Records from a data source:
____________________
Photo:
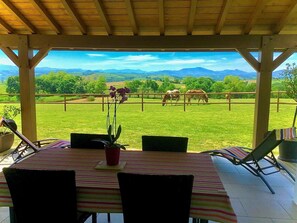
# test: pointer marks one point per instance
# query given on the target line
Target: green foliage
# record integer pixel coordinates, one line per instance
(134, 85)
(10, 111)
(290, 80)
(207, 126)
(204, 83)
(149, 86)
(166, 85)
(91, 98)
(13, 85)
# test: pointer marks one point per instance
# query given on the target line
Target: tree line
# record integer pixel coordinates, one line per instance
(65, 83)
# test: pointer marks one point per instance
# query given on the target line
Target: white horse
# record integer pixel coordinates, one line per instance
(199, 94)
(172, 95)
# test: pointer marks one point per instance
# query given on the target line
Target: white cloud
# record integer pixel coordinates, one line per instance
(96, 55)
(4, 60)
(139, 58)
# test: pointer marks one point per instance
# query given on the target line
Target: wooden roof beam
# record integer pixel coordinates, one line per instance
(192, 15)
(11, 55)
(252, 20)
(278, 27)
(130, 12)
(161, 17)
(222, 16)
(5, 26)
(75, 16)
(250, 59)
(45, 14)
(101, 12)
(39, 56)
(282, 57)
(19, 15)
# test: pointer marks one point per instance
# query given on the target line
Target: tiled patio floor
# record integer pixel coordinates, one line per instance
(251, 199)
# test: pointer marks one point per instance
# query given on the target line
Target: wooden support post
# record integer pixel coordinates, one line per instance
(27, 89)
(263, 91)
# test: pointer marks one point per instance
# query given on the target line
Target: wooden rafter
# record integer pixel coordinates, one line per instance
(39, 56)
(161, 17)
(282, 57)
(5, 26)
(132, 20)
(222, 16)
(280, 25)
(11, 55)
(19, 15)
(252, 20)
(101, 12)
(249, 58)
(75, 16)
(44, 12)
(192, 15)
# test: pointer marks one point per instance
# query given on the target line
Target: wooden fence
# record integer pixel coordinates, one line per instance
(228, 98)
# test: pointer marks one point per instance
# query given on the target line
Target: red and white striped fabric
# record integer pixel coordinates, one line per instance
(98, 190)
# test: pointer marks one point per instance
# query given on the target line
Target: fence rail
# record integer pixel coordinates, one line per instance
(228, 98)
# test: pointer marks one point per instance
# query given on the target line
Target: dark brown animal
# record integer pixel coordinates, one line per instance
(197, 94)
(172, 95)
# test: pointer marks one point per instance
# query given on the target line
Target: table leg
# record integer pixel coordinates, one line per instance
(197, 220)
(12, 215)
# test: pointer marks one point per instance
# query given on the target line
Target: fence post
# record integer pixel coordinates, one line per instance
(102, 103)
(142, 106)
(229, 100)
(184, 101)
(65, 109)
(277, 102)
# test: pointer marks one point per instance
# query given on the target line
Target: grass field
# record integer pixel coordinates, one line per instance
(207, 126)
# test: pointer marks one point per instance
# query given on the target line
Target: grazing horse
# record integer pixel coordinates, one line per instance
(197, 94)
(174, 94)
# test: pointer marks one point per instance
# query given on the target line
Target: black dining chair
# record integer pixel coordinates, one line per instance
(88, 141)
(45, 196)
(155, 198)
(164, 143)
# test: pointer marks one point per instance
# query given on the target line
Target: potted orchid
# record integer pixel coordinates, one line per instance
(112, 147)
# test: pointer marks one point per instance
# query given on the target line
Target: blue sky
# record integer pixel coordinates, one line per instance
(147, 61)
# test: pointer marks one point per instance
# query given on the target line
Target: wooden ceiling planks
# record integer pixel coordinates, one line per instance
(148, 17)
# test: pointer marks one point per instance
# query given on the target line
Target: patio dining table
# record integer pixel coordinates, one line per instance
(98, 189)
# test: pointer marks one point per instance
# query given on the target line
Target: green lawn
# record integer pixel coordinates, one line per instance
(207, 126)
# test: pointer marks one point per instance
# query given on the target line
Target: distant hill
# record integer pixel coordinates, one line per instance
(129, 74)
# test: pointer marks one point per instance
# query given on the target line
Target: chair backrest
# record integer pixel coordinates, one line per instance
(155, 198)
(87, 140)
(164, 143)
(9, 123)
(265, 147)
(42, 195)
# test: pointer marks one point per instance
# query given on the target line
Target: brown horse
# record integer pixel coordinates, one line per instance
(172, 95)
(197, 94)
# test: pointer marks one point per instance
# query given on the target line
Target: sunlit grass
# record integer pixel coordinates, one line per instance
(207, 126)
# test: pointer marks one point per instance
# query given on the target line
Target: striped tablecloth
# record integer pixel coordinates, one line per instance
(98, 190)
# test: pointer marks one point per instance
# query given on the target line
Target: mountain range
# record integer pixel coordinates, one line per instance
(128, 74)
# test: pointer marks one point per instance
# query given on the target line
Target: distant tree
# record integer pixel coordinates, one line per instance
(290, 80)
(60, 83)
(13, 85)
(134, 85)
(218, 86)
(204, 83)
(100, 85)
(166, 85)
(234, 84)
(150, 86)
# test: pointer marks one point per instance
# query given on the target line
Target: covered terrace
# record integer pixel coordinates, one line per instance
(263, 26)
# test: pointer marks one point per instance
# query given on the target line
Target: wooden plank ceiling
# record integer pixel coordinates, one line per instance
(148, 17)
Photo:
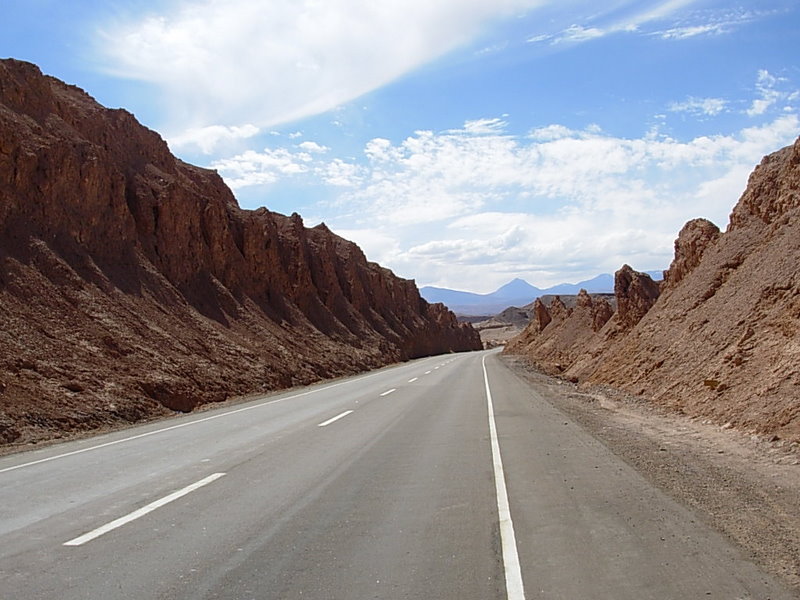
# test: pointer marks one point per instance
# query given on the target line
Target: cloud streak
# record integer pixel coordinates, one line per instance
(224, 62)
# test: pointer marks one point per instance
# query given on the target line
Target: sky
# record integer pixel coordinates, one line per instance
(461, 143)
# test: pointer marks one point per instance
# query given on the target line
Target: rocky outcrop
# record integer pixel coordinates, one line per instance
(554, 342)
(132, 284)
(541, 316)
(722, 341)
(636, 293)
(693, 240)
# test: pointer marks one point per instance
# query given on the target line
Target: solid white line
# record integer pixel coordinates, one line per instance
(513, 571)
(95, 533)
(186, 424)
(336, 418)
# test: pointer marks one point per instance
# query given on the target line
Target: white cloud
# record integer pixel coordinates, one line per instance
(709, 107)
(769, 93)
(578, 33)
(218, 61)
(574, 203)
(207, 139)
(262, 168)
(313, 147)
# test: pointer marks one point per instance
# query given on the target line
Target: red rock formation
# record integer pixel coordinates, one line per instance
(556, 345)
(131, 282)
(541, 316)
(723, 342)
(693, 240)
(636, 293)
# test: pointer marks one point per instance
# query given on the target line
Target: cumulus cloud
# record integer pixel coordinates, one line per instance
(577, 202)
(709, 107)
(274, 62)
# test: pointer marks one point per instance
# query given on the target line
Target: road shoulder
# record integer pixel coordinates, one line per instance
(745, 487)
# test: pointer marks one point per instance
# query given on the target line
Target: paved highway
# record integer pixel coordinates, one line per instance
(442, 478)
____________________
→ **Task prompt**
Line by line, restate the data above exactly as it stands, minus the pictures.

→ **Answer to this exercise**
Photo:
# test: pointer marks one point per instance
# query given on the target line
Target: green foliage
# record integer pixel coordinates, one line per instance
(134, 85)
(10, 111)
(290, 80)
(207, 126)
(204, 83)
(149, 86)
(166, 85)
(91, 98)
(13, 85)
# test: pointer marks one point per instance
# query given on the target line
Target: tree line
# record integer pixel coordinates, one line per instance
(65, 83)
# test: pointer marks one point per instance
# query given on the target line
Target: white horse
# record integer pixel coordinates, one line per instance
(199, 94)
(172, 95)
# test: pointer marks one point per instance
# query given on the target line
Target: white cloud
# record integer pixel coordinates, one line per instance
(96, 55)
(4, 60)
(139, 58)
# test: pointer marks one point per instance
# query given on the target line
Target: wooden roof beam
# record integer pixel coordinates, one line per instance
(192, 15)
(11, 55)
(252, 20)
(278, 27)
(130, 12)
(161, 17)
(222, 16)
(5, 26)
(75, 16)
(250, 59)
(45, 14)
(101, 12)
(39, 56)
(282, 57)
(19, 15)
# test: pointer marks one point per instance
# query given on the target line
Target: tiled patio floor
# record integer pixel coordinates, one line per instance
(251, 199)
# test: pointer marks one point per instance
# query given on the target line
Target: wooden support post
# record integer pixel coordinates, one line per instance
(27, 89)
(263, 91)
# test: pointer marks one point per instance
# query given on the target line
Target: wooden rafter
# record integer pixel coordinates, one line per instance
(39, 56)
(161, 17)
(282, 57)
(5, 26)
(132, 20)
(222, 16)
(280, 25)
(11, 55)
(19, 15)
(252, 20)
(101, 12)
(249, 58)
(75, 16)
(44, 12)
(192, 15)
# test: pointer marks one point per instance
# query given on the target line
Target: wooden fence
# record integer pixel coordinates, one line per instance
(228, 98)
# test: pointer marks one point per instance
# query given on the target line
Target: red and white striped fabric
# record integer pixel coordinates, one line per instance
(98, 190)
# test: pointer marks one point per instance
# query given on the target line
Target: fence rail
# record integer pixel coordinates, one line per instance
(228, 98)
# test: pointer marks one point per instance
# query given on the target line
Target: dark brown animal
# record integer pixel coordinates, one line per instance
(197, 94)
(172, 95)
# test: pointer marks one point per instance
# query given on the target line
Target: table leg
# record integer pixel coordinates, one line per instance
(197, 220)
(12, 215)
# test: pointer marks one point per instance
# query given on the target line
Target: fence post
# record integer pixel coordinates, one line per instance
(102, 103)
(142, 106)
(229, 100)
(184, 101)
(65, 109)
(277, 102)
# test: pointer marks one point per instance
# query given on the target line
Target: grass field
# record integer pixel coordinates, one line per instance
(207, 126)
# test: pointer marks one point per instance
# query given on the target line
Target: grazing horse
# record integer pixel coordinates, one line per instance
(197, 94)
(174, 94)
# test: pointer marks one point per instance
# query given on the target line
Target: black dining chair
# record integer pixel coordinates, one line per instance
(88, 141)
(45, 196)
(155, 198)
(164, 143)
# test: pointer marks one point per instance
# query given on the target line
Target: potted orchid
# record integer pixel coordinates, one line per instance
(112, 147)
# test: pointer marks one point per instance
# query given on the target line
Target: blue sky
# record integer pixel coordinates, one line per instance
(147, 61)
# test: pointer marks one point per instance
# query given on the target line
Target: wooden ceiling planks
# record integer pixel coordinates, one line per instance
(148, 17)
# test: pointer marks one point per instance
# query given on the target line
Target: patio dining table
# record integer pixel coordinates, one line per instance
(98, 189)
# test: pointer marks one point per instance
# query given on the target line
Target: green lawn
# record integer pixel coordinates, one line per instance
(207, 126)
# test: pointer marks one point per instance
# query given on the target line
Target: distant hill
# record integer pixel coordinates, one line per instance
(129, 74)
# test: pointer marks one point per instance
# query given on the target line
Target: chair backrest
# record integer pixel coordinates, one line per instance
(155, 198)
(87, 140)
(164, 143)
(9, 123)
(265, 147)
(42, 195)
# test: pointer marks one point per instance
# query given on the target line
Target: brown horse
# record integer pixel coordinates, one line per instance
(172, 95)
(197, 94)
# test: pointer marks one point per instance
# query given on the target line
Target: sunlit grass
# record integer pixel coordinates, one line per instance
(207, 126)
# test: pointer marks one point per instance
# query given on the target line
Target: striped tablecloth
# record integer pixel coordinates, one line per instance
(98, 190)
# test: pointer marks one point per instance
# query given on the target line
Target: mountain range
# record integer pixel coordinates, one line per instance
(128, 74)
# test: pointer marks one point per instance
# query given on the target line
Target: distant tree
# record integer pixel coordinates, one line per instance
(290, 80)
(60, 83)
(13, 85)
(134, 85)
(218, 86)
(204, 83)
(100, 85)
(166, 85)
(234, 84)
(150, 86)
# test: pointer marks one point per instance
# query given on the target line
Target: covered terrace
# record integer pixel coordinates, one line per instance
(263, 26)
# test: pointer marks one point per instance
# query given on the target line
Target: wooden plank ceiling
# record integer pixel coordinates, one line per instance
(148, 17)
Photo:
# test: pointer marks one point per instance
# query given on the target line
Target: cloud streak
# record integer pixel coordinates, one line per instance
(224, 62)
# test: pointer marks one point per instance
# query given on the target line
Target: sky
# record integer pixel coordinates, one line per instance
(461, 143)
# test: pointer marks one point per instance
# query given on the target line
Target: rocky outcrop
# record integer pixel coordinates, one line per instance
(554, 342)
(132, 284)
(541, 316)
(722, 341)
(636, 293)
(693, 240)
# test: pointer marks one point per instance
# query given on the target line
Target: solid white line
# record integer pixel coordinates, one line per instance
(513, 571)
(95, 533)
(186, 424)
(336, 418)
# test: pointer marks one point per instance
# query given on the target line
Target: white cloud
# record integer pixel coordinates, one line per instance
(709, 107)
(769, 93)
(578, 33)
(218, 61)
(574, 203)
(207, 139)
(262, 168)
(313, 147)
# test: pointer marks one point per instance
# query given on the target line
Target: red rock formation
# record integer pixel coordinates, one line per instance
(556, 345)
(131, 282)
(541, 316)
(723, 342)
(693, 240)
(636, 293)
# test: pointer marks one point per instance
# query given on the target line
Target: cumulus cloud
# record integer pixel coordinates, one line per instance
(577, 202)
(709, 107)
(274, 62)
# test: pointer marks one point per instance
# query given on the target line
Target: road shoulder
# record integer pixel coordinates, one line per instance
(745, 487)
# test: pointer marks one point per instance
# query given on the target line
Target: paved highway
# record integer pixel coordinates, one line per instance
(442, 478)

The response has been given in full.